Aim of the task ▸ Please restate the records below word for word, leaving out every picture.

Records supplied ▸

_ _ _ _

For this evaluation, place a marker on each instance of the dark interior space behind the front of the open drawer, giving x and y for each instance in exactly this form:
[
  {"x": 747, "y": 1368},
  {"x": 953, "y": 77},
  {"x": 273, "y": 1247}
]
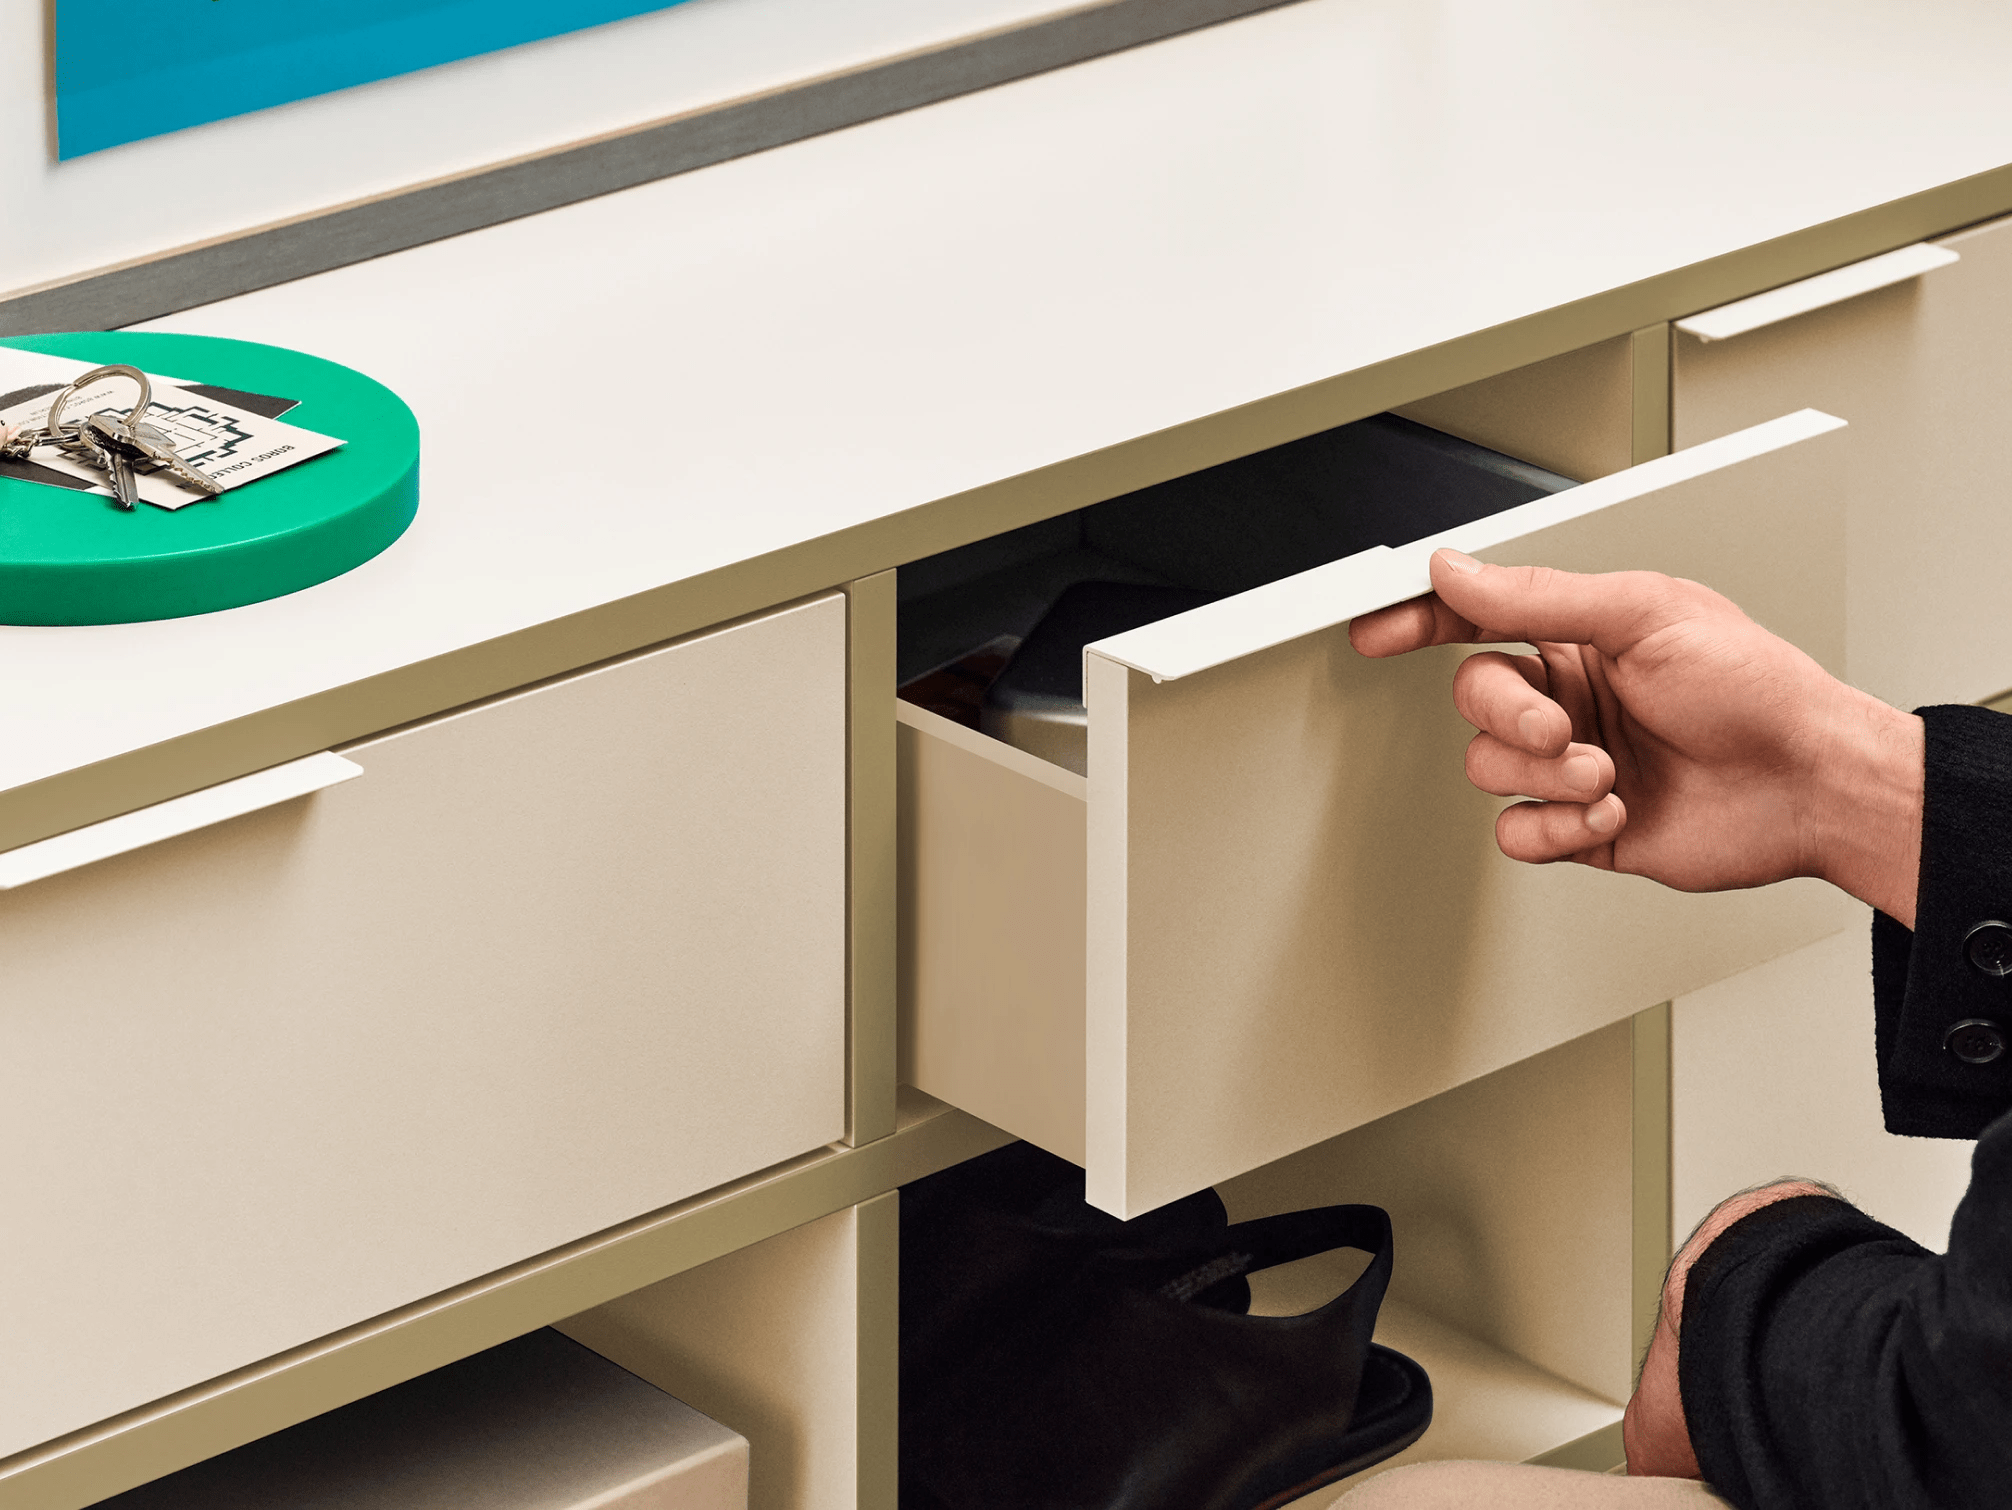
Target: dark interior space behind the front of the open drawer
[{"x": 1216, "y": 533}]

_ _ _ _

Your solution ▸
For this evaluation, place a marker on each instance of the dark interior space behind the front of the open drawer, giving x and y for each instance in exactly this form:
[
  {"x": 747, "y": 1368},
  {"x": 953, "y": 77},
  {"x": 273, "y": 1247}
]
Target: dark interior space behind the front of the open drawer
[{"x": 1216, "y": 533}]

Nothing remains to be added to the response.